### What is needed
Rewrite all of the rows with "camera-trap tally" changed to "photo survey" and nothing else altered. Omit the pictures from your version.

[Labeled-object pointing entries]
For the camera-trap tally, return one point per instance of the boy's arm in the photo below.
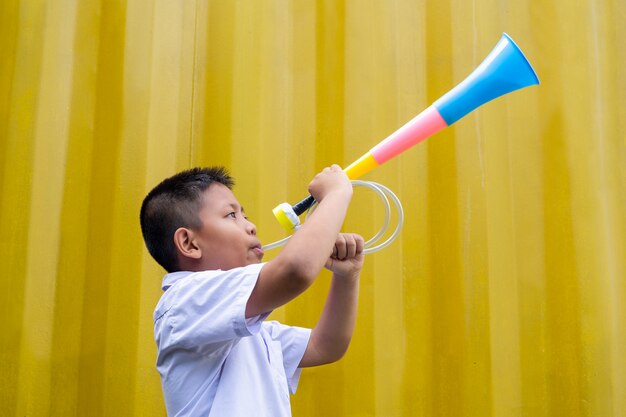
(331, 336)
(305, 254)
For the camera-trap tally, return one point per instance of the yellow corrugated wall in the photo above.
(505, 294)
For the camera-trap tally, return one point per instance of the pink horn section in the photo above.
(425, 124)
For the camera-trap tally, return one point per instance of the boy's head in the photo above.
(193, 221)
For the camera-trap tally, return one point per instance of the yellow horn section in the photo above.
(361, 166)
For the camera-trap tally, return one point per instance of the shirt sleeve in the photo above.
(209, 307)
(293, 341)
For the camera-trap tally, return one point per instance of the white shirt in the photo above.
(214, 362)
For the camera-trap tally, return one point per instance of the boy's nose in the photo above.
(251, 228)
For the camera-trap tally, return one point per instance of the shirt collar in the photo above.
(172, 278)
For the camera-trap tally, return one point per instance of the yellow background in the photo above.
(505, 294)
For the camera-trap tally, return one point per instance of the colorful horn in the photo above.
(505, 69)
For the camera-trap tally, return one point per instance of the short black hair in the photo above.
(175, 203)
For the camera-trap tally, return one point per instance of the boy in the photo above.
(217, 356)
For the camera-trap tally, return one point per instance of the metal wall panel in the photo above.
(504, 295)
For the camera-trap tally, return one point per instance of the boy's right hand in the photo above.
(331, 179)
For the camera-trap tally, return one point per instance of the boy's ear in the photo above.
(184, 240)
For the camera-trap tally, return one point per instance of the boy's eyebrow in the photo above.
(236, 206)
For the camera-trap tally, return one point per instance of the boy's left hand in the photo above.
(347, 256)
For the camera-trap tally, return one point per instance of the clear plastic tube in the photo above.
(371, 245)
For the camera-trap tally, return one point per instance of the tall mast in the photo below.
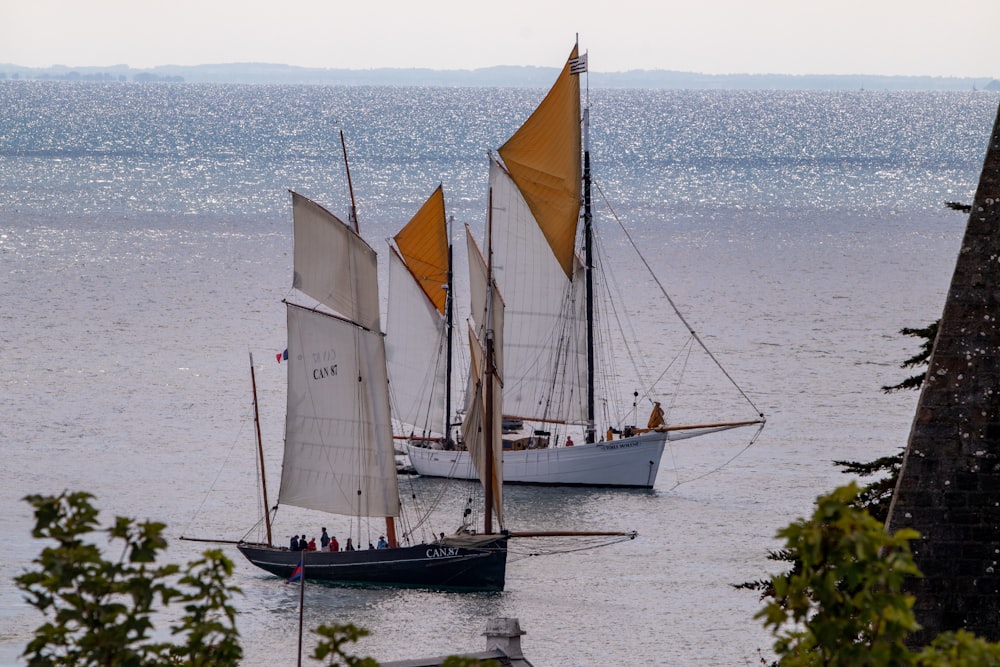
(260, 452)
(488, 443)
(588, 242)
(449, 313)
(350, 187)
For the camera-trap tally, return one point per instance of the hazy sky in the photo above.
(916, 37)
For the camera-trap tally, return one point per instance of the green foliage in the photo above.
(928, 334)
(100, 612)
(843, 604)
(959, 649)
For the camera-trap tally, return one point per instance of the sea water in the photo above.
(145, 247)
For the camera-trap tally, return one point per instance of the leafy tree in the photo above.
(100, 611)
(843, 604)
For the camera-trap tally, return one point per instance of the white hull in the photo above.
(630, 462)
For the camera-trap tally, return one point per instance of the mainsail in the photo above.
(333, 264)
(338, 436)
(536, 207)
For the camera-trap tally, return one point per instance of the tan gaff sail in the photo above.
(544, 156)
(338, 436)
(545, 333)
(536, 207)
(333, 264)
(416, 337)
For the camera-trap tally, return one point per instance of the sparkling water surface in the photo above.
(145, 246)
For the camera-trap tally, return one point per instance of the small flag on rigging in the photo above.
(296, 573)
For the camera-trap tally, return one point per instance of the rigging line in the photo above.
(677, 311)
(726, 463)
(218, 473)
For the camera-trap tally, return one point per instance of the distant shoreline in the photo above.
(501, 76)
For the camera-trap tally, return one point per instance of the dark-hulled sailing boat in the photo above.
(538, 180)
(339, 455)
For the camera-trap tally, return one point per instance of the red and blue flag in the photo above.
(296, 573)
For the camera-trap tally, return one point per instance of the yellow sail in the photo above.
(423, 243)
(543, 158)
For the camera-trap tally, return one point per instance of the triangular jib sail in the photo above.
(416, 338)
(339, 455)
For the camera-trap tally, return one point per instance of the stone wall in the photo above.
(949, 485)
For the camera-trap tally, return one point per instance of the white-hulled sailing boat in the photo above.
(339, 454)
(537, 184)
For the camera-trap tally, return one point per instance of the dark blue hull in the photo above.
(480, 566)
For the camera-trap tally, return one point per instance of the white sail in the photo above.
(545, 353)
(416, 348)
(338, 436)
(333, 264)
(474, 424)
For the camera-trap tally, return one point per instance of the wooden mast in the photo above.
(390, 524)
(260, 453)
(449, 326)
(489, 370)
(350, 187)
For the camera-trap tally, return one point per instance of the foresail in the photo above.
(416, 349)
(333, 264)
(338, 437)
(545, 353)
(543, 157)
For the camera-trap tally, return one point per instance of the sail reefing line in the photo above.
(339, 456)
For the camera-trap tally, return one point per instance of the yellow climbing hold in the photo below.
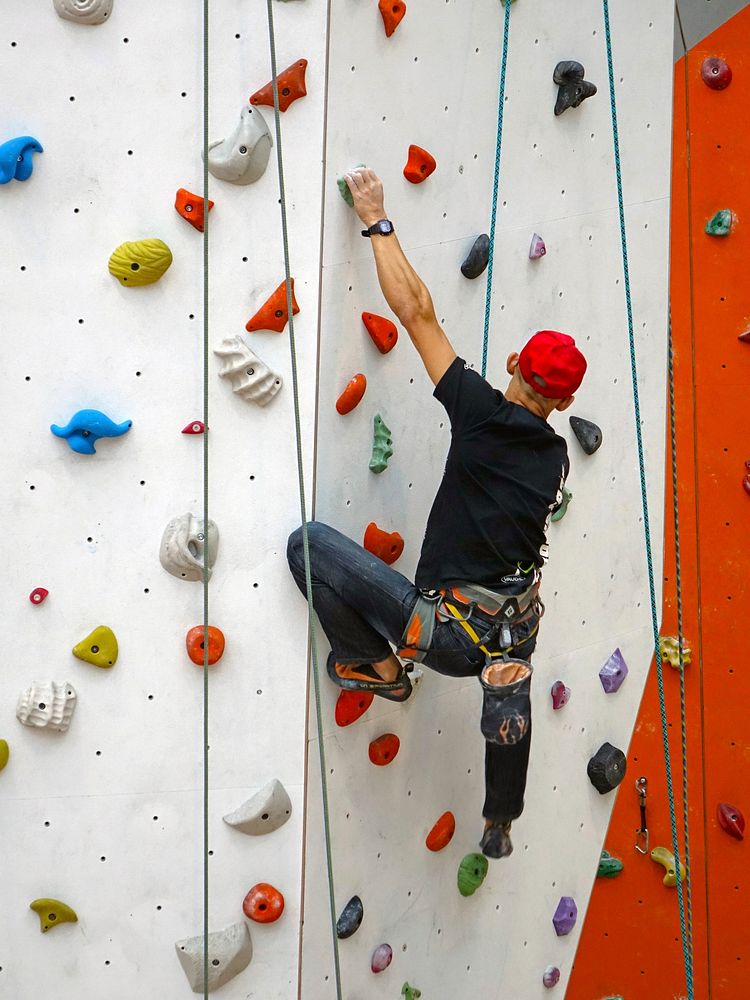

### Task response
For the photo survey, return one point per instance of the boy's arm in the photo below.
(331, 336)
(305, 254)
For the photo survey, return one point per instance of the yellow corrugated wall in the photo above.
(505, 294)
For the photo survey, return one point per instance of the pink horn section in the photo above.
(425, 124)
For the photo survey, return one point per instance of the boy's head in the photo above.
(193, 221)
For the photo survey, return one point per instance of the yellow horn section in the photo above.
(361, 166)
For the photo survey, return one point per instance of the shirt sleeve in the photo above.
(209, 307)
(293, 341)
For the photo survey, return one point per instance of the white shirt in the photo above.
(214, 362)
For the photo survey, return one point per instance of the boy's nose in the photo above.
(251, 228)
For the photo survey, return one point per instance of the shirt collar in the photo above.
(172, 278)
For the photo survey, return one point per instance of the yellow background in the photo above.
(505, 294)
For the photo survey, return one point per instance of the colorful horn in the photo above.
(505, 69)
For the photo survey, return one point per instance of the short black hair in the photo above.
(175, 203)
For the photo survey, return one point per instance of the boy in the photo above.
(217, 356)
For the photo survey, return one point per instance of the metal wall panel in the photo above.
(504, 295)
For the photo survey, return one point per instance of the boy's right hand in the photo above.
(331, 179)
For the photo survey, return one point per instance of the boy's ear in the photo above.
(184, 240)
For the photo survey, return one point per instance of the boy's eyebrow in the photo above.
(236, 206)
For the photo survey, return one point per instance of the boy's left hand in the photo above.
(347, 256)
For the photo survey, return one point per instance of the clear plastic tube in the photo above.
(371, 245)
For the photo survey, return one point per instance of the tall mast in the photo below.
(260, 452)
(488, 443)
(588, 242)
(449, 313)
(350, 187)
For the photo survey, return one point per instance of the hazy sky in the photo above.
(916, 37)
For the photo survey, return one point per instance of the green foliage in the photo above.
(928, 334)
(100, 612)
(843, 604)
(959, 649)
For the photo survey, return one point per instance of the sea water in the photo above.
(145, 247)
For the photo survey, return one point per instance of the leafy tree in the photo above.
(100, 611)
(843, 604)
For the photo survey, return one point per instance of the white hull in the photo above.
(630, 462)
For the photo survey, return one point per instance of the mainsail in the photo above.
(333, 264)
(338, 436)
(536, 207)
For the photo survey, return one point per instance of the tan gaff sail in the photo above.
(544, 156)
(338, 436)
(545, 333)
(536, 207)
(333, 264)
(416, 337)
For the photo survey, return one point per instance of the sparkling water surface in the photo above.
(145, 246)
For the photo survey, return one point per instance of the small flag on rigging in the photo above.
(296, 573)
For the photo survey, return one point per instance of the rigging line in the photo above.
(677, 311)
(726, 463)
(218, 473)
For the photo survey, return one point per instance of the distant shoreline in the photo above.
(501, 76)
For the photo survey, return one point per instance of the dark-hulled sailing boat in the photo above.
(538, 180)
(339, 455)
For the photo survey, return one point per instance of the red and blue flag in the photo above.
(296, 573)
For the photo survey, return one point per instance of the yellow sail in the photo above.
(423, 243)
(543, 158)
For the photo survey, return one point per instance of the triangular jib sail in the photo above.
(416, 338)
(339, 455)
For the photo survey, return one point per instance of the stone wall in the photo above.
(949, 485)
For the photo survey, return one point per instance of the white-hulled sailing boat in the photo above.
(339, 454)
(537, 184)
For the photo survey, return one point per instance of the dark blue hull in the photo above.
(480, 566)
For the photo survey, return one point per instance of the white sail in the photo above.
(545, 353)
(416, 348)
(338, 436)
(333, 264)
(474, 424)
For the photo survey, return one point per instance of the wooden mast in the photo above.
(390, 524)
(260, 453)
(449, 326)
(489, 370)
(350, 187)
For the photo survey, return one point per instance of the foresail in the photo above.
(416, 349)
(333, 264)
(338, 437)
(545, 353)
(543, 157)
For the photo survey, return one point per instance of the sail reefing line in the photo above.
(339, 456)
For the photo survey, return one point per instance of the yellow climbing hold in the photo below.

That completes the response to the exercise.